* _Supplied material_:
====================

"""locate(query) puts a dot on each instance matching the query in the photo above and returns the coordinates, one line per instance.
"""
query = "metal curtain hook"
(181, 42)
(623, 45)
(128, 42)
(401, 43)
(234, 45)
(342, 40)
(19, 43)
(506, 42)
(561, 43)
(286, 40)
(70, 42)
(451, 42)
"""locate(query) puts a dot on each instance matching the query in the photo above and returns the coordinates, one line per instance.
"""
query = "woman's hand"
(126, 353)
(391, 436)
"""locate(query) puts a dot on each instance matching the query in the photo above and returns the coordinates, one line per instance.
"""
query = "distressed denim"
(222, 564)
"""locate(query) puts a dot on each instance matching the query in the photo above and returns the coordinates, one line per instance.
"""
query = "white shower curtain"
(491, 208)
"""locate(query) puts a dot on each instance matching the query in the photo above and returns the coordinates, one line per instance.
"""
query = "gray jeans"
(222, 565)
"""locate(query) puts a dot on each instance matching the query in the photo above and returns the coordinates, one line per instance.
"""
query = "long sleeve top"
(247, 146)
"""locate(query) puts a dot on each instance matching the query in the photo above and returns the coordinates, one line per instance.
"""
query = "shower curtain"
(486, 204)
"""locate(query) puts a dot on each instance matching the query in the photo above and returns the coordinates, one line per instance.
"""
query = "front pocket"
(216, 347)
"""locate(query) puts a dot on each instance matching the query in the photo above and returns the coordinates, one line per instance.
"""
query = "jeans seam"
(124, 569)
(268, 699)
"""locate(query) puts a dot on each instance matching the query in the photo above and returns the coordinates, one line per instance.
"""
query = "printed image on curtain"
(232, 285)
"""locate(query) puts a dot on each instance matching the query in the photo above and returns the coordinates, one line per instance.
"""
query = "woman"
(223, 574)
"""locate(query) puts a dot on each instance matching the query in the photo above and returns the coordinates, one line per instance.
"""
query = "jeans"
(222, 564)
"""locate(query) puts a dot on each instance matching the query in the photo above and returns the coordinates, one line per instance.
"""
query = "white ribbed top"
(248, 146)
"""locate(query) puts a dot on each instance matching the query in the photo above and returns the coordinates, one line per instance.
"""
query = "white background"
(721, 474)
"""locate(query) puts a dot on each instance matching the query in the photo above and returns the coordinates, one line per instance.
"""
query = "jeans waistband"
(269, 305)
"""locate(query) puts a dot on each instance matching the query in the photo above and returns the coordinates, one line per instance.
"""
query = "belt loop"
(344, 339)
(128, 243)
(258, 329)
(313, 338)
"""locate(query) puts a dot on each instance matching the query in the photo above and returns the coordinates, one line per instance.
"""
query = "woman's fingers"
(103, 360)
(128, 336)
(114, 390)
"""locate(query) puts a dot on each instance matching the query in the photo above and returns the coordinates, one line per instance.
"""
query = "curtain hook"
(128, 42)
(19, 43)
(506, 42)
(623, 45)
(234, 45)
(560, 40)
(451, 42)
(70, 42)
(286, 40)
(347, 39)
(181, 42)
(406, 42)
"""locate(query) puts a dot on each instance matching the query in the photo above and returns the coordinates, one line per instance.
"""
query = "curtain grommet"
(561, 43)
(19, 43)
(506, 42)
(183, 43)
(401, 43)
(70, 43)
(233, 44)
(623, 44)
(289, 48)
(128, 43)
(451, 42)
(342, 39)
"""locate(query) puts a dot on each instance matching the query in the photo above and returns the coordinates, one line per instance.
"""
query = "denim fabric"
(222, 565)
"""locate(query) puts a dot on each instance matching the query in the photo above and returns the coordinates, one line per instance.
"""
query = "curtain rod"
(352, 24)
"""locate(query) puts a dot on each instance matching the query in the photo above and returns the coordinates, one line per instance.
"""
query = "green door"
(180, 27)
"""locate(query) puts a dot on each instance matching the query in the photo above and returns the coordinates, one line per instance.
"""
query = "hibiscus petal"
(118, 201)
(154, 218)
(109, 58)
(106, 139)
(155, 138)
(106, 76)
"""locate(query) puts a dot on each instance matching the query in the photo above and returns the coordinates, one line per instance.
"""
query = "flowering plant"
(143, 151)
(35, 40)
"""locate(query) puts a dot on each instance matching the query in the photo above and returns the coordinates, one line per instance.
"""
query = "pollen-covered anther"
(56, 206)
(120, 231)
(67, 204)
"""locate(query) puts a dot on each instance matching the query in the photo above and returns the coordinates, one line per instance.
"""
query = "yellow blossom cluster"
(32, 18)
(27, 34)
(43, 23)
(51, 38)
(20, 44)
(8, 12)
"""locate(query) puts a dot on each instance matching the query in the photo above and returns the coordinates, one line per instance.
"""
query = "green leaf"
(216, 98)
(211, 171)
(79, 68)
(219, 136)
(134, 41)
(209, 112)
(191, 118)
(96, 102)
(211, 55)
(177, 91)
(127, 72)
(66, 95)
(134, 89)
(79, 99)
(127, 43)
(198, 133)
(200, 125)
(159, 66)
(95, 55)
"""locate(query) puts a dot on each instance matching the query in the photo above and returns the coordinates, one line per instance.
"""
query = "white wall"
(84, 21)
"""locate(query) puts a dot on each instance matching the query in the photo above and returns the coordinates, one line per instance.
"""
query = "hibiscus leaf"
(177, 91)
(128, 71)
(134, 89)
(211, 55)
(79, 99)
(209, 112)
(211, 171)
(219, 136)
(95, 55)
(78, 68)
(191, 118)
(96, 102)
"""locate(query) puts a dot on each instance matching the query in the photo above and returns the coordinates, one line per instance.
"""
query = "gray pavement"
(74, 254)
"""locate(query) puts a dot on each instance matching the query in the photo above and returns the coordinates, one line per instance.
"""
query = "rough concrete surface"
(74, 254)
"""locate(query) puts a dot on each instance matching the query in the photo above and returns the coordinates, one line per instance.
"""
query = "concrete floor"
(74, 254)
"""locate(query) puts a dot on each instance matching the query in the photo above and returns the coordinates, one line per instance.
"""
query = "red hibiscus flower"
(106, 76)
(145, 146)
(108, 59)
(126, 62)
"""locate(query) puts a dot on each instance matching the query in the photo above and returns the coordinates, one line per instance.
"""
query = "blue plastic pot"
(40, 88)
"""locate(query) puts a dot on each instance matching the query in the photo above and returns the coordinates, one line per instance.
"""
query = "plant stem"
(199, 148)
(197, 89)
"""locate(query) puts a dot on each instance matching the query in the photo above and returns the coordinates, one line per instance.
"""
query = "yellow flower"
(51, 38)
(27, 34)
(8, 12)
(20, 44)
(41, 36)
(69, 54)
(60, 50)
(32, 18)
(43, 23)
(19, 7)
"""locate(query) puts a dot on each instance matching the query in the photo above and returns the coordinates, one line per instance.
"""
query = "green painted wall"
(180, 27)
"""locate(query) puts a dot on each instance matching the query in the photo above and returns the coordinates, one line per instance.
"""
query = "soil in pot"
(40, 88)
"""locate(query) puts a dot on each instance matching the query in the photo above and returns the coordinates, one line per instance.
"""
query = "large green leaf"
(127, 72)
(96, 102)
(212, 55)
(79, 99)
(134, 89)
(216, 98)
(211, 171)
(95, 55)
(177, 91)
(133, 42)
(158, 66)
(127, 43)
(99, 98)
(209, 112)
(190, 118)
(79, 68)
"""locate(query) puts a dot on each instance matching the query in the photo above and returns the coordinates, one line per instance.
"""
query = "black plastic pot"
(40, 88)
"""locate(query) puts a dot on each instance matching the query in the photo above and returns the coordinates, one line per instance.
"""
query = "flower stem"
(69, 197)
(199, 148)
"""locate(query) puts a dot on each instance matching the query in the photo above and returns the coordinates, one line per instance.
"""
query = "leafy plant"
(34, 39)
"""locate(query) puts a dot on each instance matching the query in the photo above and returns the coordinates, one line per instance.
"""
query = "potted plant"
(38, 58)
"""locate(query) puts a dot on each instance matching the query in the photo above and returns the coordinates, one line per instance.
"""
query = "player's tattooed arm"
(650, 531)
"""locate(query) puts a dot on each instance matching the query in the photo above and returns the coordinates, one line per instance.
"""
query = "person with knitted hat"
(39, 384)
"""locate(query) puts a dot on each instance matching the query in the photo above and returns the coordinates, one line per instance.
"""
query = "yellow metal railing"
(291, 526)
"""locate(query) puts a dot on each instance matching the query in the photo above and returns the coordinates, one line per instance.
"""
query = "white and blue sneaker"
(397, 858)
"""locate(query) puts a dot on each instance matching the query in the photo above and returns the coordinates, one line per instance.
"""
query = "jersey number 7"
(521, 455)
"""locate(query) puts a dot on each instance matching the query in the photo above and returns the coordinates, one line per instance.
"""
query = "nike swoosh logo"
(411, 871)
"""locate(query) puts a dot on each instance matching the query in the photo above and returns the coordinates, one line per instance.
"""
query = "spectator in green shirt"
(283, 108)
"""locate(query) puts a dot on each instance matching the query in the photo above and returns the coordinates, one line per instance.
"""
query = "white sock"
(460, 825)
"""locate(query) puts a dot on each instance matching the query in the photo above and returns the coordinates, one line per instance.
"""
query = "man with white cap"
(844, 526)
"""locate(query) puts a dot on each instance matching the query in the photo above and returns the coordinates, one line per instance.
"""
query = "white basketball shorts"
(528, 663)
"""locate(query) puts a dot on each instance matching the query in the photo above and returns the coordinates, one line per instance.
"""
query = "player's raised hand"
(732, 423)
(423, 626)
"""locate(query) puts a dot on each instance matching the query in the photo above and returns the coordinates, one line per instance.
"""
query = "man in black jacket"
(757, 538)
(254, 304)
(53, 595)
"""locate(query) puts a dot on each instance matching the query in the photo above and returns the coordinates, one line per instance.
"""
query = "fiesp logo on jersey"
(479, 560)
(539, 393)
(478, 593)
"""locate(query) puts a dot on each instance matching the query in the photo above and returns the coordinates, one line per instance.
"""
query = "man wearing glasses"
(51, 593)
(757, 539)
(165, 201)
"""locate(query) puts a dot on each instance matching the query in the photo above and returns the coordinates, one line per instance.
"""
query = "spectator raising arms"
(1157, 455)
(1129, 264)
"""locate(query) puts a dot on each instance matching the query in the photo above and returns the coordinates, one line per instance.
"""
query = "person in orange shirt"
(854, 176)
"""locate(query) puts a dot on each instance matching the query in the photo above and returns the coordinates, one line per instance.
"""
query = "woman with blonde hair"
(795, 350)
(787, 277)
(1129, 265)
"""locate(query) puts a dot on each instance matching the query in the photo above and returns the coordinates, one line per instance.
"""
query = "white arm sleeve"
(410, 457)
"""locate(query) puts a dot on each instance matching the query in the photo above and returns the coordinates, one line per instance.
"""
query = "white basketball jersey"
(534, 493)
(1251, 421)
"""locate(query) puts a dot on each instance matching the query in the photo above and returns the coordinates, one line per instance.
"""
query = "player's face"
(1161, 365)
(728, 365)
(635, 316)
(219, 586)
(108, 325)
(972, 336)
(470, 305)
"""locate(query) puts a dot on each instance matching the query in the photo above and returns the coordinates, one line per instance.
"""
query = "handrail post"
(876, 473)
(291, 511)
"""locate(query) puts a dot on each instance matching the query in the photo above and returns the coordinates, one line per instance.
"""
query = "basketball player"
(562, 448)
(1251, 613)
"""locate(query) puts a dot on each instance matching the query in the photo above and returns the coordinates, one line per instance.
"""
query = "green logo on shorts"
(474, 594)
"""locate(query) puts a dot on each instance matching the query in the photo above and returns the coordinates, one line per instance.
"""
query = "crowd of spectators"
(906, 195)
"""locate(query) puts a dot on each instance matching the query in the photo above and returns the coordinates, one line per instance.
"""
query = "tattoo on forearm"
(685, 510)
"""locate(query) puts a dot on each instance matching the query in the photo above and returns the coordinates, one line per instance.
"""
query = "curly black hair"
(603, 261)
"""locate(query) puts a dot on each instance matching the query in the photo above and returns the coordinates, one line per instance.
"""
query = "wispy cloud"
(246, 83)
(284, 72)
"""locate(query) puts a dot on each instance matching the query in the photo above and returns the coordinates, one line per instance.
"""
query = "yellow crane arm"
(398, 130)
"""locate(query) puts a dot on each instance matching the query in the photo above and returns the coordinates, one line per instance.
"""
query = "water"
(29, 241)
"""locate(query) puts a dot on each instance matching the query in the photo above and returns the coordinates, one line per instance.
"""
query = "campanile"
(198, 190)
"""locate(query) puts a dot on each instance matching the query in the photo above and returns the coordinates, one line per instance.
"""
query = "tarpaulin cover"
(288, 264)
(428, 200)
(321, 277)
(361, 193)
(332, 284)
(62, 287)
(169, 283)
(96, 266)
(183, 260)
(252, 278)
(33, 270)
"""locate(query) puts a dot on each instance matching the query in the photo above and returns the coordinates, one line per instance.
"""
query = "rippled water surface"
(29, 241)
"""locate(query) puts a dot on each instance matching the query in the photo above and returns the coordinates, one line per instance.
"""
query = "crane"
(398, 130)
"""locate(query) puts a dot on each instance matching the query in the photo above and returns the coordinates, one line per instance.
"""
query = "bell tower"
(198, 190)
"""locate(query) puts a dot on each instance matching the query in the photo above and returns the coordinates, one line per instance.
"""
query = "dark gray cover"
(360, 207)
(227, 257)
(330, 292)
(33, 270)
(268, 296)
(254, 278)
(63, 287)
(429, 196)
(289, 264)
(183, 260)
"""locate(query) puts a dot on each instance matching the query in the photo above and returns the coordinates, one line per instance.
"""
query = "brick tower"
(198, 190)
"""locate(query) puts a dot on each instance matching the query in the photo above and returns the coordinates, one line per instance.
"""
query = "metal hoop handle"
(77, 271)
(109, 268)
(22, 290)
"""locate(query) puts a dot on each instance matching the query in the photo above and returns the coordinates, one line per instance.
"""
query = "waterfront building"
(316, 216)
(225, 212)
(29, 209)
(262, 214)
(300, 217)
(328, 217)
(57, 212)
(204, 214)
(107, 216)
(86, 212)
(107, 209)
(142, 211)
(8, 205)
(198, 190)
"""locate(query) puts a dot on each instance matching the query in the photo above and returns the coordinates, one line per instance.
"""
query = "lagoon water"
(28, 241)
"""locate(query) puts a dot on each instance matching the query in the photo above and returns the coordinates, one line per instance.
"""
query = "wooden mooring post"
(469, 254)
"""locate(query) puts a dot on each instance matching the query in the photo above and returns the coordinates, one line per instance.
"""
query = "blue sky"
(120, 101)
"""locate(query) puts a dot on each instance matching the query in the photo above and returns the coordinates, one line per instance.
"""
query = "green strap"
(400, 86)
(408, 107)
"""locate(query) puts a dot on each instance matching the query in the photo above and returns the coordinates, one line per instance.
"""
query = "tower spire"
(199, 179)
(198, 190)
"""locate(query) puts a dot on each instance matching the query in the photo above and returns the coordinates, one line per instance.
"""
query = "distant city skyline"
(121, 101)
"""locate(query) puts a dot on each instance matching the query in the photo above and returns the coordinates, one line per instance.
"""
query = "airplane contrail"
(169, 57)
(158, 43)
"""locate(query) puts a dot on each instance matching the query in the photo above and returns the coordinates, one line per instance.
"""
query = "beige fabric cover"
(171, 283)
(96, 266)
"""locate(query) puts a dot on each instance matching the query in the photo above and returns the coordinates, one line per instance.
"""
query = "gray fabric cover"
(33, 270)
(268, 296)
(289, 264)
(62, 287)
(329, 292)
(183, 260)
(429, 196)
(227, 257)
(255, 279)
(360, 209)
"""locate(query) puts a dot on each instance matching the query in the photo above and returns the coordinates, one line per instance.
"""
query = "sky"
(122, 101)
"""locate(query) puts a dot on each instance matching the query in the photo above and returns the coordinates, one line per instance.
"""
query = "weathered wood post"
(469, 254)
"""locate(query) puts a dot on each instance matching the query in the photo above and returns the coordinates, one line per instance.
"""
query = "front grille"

====================

* _Stated goal_: Report each line in the items above that contains the word "metal".

* _Answer for this exercise_:
query = "metal curtain hook"
query = "yellow metal railing"
query = "metal hoop handle"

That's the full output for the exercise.